> **Page text**
※ ※ ※

Here are the 10 people not included in PBOT’s 2021 tally, and the reason for their exclusion:

— 73-year-old Jesse Strother crashed his car on SE Powell and 24th after an apparent “medical event”.

— 58-year-old Elizabeth Hawes is believed to have died by suicide after jumping from the NE Halsey overpass onto I-205.

— 64-year-old Mark Auclair was found dead in his vehicle after it crashed into a building on NW Nicolai near NW 25th. “It did not appear there was any other cause of death other than the driver’s medical history,” the official statement read.

— 77-year-old Jean Gerich died when a man intentionally drove his car into her in southeast Portland on January 25th. The man, Paul Rivas, injured nine other people on his rampage and has been charged with multiple counts of murder.

— 57-year-old Errol Rees was the victim of an intentional hit-and-run in Cathedral Park in St. Johns. His killer was charged with attempted murder.

— An unnamed person died after being struck by a MAX light rail operator on N Interstate near Larrabee. (This fatality is the only one we have on our tracker that was not mentioned in PBOT’s report.)

— 49-year-old John Rutherford was killed after being struck by a MAX light rail operator on I-84 near 68th.

— An unnamed person died after being struck by a car driver in the private parking lot of Toyota USA in northeast Portland.

— 20-year-old Neri Ramirez-Mendoza died in a parking lot off of NE 122nd in the Parkrose neighborhood after being struck and left for dead by a car driver.

— 30-year-old Silas High Hawk crashed his car into a power pole in the Cully neighborhood after being shot by someone.

※ ※ ※

> **Problem 1**
Retype the passage on PBOT's 2021 tally word for word, from "Here are the" up to and including "overpass onto I-205.".
> **Problem 2**
Extend the passage on deaths left out of PBOT's 2021 tally, picking up after its final sentence.

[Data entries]
※ ※ ※

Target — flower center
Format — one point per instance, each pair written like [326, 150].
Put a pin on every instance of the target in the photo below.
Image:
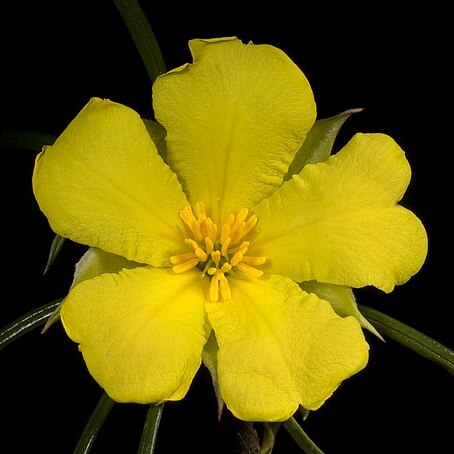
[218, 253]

※ ※ ※

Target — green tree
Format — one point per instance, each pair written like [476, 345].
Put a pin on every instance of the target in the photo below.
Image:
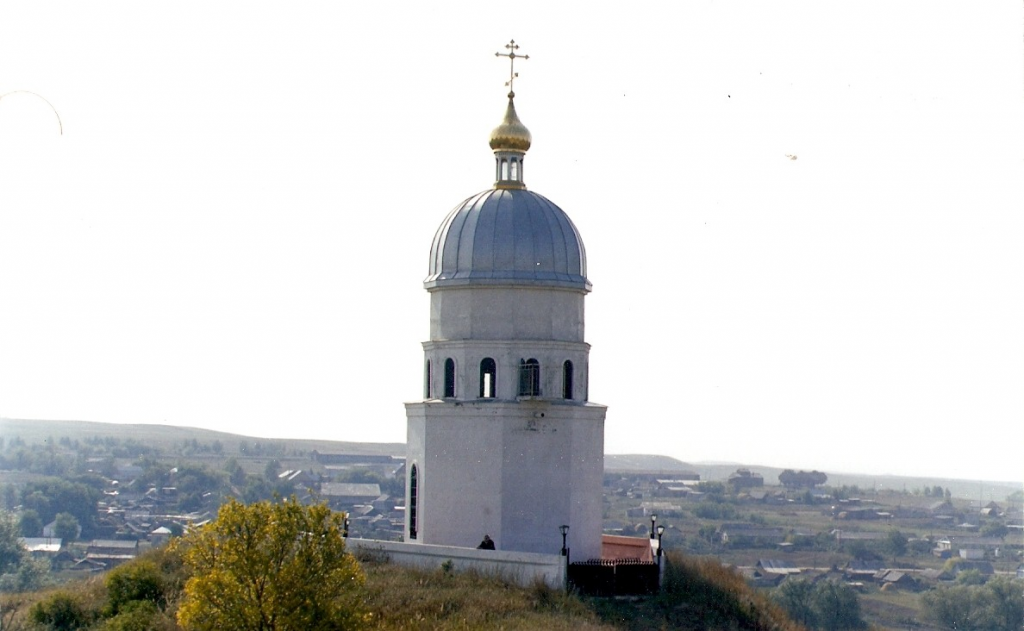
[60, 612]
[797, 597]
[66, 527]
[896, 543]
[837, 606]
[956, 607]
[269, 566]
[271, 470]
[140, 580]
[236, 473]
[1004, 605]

※ ※ ※

> **Answer 1**
Here are the 10 people not included in PBOT’s 2021 tally, and the reason for their exclusion:

— 73-year-old Jesse Strother crashed his car on SE Powell and 24th after an apparent “medical event”.

— 58-year-old Elizabeth Hawes is believed to have died by suicide after jumping from the NE Halsey overpass onto I-205.

> **Answer 2**
What all these tragic deaths have in common is a built environment dominated by massive steel machines being driven through public spaces often recklessly and even intentionally.

And while PBOT says, “there is no simple or singular solution,” I think they might just be blind to the singular problem: the automobile. The thread running through all but two of these 73 deaths are cars and trucks. Cars and trucks that are so omnipresent in our lives and right-of-way they provide a way to commit suicide, they provide a tool for other types of criminal violence, they can have lethal force even in parking lots, and they can exacerbate a medical problem that someone might very well survive if they weren’t driving one.

Portland is reeling from multiple crises right now. I don’t take any pleasure in writing sad news. But we must be real and honest about the scope and causes of our abusive driving culture, its many enablers, and the traffic violence problem staring us in the face if we want to stand any chance of making it better.